After the line containing "column 269, row 157", write nothing more; before it, reproduce every line of the material below exactly, starting with the first.

===== Provided information =====

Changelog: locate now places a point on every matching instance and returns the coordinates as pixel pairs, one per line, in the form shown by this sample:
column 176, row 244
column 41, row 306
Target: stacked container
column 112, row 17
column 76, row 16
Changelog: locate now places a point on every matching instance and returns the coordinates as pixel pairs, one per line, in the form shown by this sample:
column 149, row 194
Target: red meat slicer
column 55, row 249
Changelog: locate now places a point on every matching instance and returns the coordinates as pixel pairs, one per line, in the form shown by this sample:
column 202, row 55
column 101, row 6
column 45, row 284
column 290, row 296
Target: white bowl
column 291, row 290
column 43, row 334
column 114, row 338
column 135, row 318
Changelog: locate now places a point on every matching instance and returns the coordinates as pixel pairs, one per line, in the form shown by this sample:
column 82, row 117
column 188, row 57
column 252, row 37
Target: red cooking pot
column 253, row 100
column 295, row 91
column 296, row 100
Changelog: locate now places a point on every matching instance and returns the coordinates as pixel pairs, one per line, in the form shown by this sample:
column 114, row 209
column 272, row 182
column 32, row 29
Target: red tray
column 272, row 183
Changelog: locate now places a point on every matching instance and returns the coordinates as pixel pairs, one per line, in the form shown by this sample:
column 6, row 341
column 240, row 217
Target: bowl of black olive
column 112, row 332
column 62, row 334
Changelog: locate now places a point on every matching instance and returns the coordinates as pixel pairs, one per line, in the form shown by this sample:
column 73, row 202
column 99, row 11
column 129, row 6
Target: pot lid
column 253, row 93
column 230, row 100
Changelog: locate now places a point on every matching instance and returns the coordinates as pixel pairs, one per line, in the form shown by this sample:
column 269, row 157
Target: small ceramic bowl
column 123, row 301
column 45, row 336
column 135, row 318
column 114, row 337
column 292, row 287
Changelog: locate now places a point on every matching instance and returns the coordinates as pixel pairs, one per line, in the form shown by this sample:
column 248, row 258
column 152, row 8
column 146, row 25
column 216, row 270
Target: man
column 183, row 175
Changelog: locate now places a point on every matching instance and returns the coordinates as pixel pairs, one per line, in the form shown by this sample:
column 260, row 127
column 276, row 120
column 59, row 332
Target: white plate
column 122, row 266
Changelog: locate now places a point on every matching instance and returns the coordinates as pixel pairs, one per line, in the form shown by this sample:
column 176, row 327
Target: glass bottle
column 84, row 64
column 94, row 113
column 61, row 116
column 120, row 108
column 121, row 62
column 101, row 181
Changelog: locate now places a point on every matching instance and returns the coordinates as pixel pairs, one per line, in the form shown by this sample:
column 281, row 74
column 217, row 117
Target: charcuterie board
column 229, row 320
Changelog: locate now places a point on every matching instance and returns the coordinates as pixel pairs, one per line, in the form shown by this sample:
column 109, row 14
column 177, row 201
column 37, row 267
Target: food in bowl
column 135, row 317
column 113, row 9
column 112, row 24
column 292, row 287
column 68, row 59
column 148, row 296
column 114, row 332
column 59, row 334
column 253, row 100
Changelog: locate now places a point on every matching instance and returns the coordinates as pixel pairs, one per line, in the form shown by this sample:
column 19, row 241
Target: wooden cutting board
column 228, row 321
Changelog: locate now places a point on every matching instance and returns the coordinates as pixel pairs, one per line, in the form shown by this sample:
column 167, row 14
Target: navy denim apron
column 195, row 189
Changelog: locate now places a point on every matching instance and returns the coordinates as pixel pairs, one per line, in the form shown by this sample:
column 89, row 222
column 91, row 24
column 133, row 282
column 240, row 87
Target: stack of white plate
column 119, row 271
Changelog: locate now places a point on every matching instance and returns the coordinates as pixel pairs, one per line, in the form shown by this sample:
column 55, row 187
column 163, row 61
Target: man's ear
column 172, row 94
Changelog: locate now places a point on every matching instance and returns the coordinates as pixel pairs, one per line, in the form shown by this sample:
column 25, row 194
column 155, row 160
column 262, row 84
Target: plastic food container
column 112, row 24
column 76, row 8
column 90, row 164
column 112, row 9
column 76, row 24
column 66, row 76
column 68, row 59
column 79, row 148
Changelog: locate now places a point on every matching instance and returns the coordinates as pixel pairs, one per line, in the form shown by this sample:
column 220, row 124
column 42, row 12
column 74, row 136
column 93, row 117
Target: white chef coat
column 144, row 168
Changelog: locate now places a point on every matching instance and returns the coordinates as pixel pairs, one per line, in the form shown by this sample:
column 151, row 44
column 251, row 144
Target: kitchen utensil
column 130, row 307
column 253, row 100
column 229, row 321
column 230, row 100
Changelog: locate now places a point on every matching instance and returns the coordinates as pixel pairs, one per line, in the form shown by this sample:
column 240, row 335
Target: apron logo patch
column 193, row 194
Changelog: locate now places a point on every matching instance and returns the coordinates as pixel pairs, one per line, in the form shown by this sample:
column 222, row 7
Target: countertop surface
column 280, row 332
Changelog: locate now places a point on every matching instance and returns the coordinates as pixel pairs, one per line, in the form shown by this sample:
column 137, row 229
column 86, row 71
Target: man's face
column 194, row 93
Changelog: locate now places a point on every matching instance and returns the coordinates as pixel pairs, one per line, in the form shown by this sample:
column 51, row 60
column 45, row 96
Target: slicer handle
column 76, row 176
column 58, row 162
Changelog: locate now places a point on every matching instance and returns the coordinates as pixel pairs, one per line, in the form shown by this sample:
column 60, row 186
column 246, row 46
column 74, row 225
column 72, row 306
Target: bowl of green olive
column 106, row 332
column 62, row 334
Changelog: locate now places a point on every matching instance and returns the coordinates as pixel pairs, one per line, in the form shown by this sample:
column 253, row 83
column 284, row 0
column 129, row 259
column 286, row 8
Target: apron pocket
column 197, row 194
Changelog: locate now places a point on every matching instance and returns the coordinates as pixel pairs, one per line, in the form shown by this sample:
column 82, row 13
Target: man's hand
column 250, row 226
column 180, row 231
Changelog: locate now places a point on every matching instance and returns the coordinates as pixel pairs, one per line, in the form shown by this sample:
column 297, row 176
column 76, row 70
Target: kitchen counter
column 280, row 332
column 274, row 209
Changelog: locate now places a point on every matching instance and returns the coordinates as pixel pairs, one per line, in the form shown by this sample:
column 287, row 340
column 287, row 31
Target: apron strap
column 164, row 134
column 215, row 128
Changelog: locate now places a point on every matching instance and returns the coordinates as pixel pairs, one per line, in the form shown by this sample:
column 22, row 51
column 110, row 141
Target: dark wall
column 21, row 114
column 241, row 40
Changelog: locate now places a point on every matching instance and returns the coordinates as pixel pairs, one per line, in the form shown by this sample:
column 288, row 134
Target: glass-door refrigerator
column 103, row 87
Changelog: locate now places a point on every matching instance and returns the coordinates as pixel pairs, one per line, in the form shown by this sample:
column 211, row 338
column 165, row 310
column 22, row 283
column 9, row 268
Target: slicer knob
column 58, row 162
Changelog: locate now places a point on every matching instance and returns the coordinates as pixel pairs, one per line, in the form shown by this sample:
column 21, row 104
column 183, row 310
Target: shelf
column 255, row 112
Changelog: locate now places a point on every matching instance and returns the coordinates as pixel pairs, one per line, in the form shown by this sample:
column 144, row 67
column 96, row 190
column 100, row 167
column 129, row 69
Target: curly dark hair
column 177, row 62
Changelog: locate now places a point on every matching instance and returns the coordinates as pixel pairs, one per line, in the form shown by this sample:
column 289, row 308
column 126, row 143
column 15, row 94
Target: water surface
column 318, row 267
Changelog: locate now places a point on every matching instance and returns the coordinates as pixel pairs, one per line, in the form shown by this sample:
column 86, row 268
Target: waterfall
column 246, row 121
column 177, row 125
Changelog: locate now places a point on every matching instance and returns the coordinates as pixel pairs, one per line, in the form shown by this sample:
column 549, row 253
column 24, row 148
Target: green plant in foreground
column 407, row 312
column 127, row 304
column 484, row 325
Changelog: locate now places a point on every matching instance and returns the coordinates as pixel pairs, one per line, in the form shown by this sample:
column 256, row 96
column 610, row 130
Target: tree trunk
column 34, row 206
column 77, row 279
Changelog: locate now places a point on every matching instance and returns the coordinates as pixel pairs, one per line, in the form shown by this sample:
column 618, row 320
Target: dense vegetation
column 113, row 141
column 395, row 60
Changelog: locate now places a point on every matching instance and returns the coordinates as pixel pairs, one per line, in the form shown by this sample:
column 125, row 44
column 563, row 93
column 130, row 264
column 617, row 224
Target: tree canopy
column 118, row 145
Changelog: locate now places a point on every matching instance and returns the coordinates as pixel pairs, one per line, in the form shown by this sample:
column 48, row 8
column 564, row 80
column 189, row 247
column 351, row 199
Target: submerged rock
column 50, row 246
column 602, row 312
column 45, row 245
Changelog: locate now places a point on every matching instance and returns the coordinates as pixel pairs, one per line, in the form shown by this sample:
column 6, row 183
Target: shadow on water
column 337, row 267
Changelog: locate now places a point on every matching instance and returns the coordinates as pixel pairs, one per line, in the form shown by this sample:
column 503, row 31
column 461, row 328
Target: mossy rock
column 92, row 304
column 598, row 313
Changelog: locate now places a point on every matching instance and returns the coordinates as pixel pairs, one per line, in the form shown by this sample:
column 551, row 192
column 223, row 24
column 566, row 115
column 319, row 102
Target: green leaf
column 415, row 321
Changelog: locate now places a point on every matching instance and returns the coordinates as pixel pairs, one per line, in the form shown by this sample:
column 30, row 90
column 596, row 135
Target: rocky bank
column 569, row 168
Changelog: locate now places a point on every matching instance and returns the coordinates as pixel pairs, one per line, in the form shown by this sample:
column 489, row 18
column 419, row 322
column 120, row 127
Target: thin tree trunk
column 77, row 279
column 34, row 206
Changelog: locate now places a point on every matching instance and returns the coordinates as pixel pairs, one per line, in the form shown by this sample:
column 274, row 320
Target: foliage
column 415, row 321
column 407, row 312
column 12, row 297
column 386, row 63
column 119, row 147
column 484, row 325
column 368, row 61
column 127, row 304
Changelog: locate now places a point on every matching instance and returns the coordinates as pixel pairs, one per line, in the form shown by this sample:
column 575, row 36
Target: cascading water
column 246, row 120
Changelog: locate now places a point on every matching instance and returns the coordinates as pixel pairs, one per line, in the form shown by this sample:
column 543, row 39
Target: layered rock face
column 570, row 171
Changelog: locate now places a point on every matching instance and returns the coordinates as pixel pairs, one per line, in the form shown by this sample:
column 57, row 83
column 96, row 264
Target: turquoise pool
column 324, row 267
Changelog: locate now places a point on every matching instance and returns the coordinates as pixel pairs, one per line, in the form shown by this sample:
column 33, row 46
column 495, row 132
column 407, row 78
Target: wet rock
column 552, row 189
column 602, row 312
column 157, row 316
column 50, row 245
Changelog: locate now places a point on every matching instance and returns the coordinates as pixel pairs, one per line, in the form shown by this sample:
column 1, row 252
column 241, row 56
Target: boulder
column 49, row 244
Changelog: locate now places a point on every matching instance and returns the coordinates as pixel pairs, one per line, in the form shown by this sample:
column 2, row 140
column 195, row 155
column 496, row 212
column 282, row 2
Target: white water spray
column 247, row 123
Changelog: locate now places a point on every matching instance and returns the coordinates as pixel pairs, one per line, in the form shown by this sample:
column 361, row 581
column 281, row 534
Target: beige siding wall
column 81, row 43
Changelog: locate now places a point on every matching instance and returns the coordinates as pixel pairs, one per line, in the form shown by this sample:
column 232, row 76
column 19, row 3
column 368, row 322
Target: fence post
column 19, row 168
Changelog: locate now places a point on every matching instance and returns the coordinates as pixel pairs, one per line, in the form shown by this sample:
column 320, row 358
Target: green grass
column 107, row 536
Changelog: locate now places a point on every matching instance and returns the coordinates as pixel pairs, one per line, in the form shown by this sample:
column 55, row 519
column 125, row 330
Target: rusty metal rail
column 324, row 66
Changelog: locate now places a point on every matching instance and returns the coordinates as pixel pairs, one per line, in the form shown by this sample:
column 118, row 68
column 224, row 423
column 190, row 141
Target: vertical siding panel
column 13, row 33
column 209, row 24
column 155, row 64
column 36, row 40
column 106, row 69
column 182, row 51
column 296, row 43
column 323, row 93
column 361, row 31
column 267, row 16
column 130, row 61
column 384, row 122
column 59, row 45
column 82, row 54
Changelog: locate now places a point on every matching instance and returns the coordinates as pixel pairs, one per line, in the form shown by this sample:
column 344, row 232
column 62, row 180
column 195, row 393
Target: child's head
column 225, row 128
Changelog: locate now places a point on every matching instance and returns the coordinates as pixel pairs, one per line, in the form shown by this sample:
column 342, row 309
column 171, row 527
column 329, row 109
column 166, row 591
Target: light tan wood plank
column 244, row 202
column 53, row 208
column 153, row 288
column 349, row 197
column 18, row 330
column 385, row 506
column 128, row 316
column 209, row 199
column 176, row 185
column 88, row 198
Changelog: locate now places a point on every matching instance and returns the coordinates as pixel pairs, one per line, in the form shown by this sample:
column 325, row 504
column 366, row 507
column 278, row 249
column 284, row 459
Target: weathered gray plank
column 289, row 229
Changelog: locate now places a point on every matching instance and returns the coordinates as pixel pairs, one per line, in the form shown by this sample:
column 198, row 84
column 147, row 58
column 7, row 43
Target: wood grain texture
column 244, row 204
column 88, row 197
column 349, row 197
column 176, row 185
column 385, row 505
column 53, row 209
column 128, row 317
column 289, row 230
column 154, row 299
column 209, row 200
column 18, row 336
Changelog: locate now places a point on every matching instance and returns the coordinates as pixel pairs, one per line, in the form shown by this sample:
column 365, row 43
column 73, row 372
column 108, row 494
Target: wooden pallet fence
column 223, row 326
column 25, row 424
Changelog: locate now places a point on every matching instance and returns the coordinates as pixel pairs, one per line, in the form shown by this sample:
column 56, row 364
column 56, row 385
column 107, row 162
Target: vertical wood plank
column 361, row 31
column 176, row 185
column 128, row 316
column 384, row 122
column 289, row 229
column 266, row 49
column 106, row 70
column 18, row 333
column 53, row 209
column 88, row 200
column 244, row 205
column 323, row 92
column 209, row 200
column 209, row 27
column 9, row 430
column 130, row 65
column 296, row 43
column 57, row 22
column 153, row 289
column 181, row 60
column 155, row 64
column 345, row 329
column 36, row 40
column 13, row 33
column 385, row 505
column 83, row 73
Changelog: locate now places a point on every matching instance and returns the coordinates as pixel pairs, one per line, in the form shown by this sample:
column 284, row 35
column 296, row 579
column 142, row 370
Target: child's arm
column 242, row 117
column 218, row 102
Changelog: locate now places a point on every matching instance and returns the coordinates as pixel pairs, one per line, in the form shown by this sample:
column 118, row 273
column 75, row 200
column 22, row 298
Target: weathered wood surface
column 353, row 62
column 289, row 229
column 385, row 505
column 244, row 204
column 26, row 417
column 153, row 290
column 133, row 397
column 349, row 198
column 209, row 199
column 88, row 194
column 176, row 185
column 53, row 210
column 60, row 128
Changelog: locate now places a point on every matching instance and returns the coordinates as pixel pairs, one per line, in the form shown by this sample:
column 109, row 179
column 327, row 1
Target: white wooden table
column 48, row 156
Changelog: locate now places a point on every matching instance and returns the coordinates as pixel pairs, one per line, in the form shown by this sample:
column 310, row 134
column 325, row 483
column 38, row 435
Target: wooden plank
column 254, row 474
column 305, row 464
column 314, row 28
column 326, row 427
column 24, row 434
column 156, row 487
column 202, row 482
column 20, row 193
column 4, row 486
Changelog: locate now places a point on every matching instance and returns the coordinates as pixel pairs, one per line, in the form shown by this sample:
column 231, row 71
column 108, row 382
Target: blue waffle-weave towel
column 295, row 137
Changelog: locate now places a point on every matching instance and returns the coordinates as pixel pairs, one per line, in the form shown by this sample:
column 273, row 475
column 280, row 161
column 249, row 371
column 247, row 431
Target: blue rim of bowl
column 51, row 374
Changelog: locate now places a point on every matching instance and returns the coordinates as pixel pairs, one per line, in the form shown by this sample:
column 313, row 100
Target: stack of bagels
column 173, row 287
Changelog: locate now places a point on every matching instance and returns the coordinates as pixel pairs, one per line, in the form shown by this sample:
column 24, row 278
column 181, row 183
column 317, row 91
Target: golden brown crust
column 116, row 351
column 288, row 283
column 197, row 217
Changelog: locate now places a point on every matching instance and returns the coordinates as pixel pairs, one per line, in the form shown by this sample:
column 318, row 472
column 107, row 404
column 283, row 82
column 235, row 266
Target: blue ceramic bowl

=====

* [Written solution]
Changelog: locate now places a point on every matching instance and returns the coordinates as pixel pairs, one per line, in the form shown by this sample:
column 176, row 244
column 41, row 306
Target: stacked container
column 112, row 17
column 76, row 16
Changelog: locate now places a point on every matching instance and returns the coordinates as pixel pairs, one per line, in the form shown by this sample:
column 149, row 194
Target: red meat slicer
column 55, row 249
Changelog: locate now places a point on every matching instance and returns the coordinates as pixel pairs, one per line, in the form shown by this sample:
column 202, row 55
column 101, row 6
column 45, row 284
column 290, row 296
Target: white bowl
column 291, row 290
column 43, row 334
column 114, row 338
column 135, row 318
Changelog: locate now places a point on every matching instance and returns the coordinates as pixel pairs, one per line, in the form shown by this sample:
column 82, row 117
column 188, row 57
column 252, row 37
Target: red cooking pot
column 253, row 100
column 295, row 91
column 296, row 100
Changelog: locate now places a point on every matching instance and returns the coordinates as pixel pairs, one per line, in the form shown by this sample:
column 114, row 209
column 272, row 182
column 32, row 29
Target: red tray
column 272, row 183
Changelog: locate now places a point on every matching instance and returns the coordinates as pixel pairs, one per line, in the form shown by this sample:
column 6, row 341
column 240, row 217
Target: bowl of black olive
column 112, row 332
column 62, row 334
Changelog: locate now places a point on every matching instance and returns the coordinates as pixel pairs, one per line, in the form shown by this sample:
column 73, row 202
column 99, row 11
column 129, row 6
Target: pot lid
column 253, row 93
column 230, row 100
Changelog: locate now places a point on every matching instance and returns the coordinates as pixel pairs, one per line, in the form shown by this sample:
column 269, row 157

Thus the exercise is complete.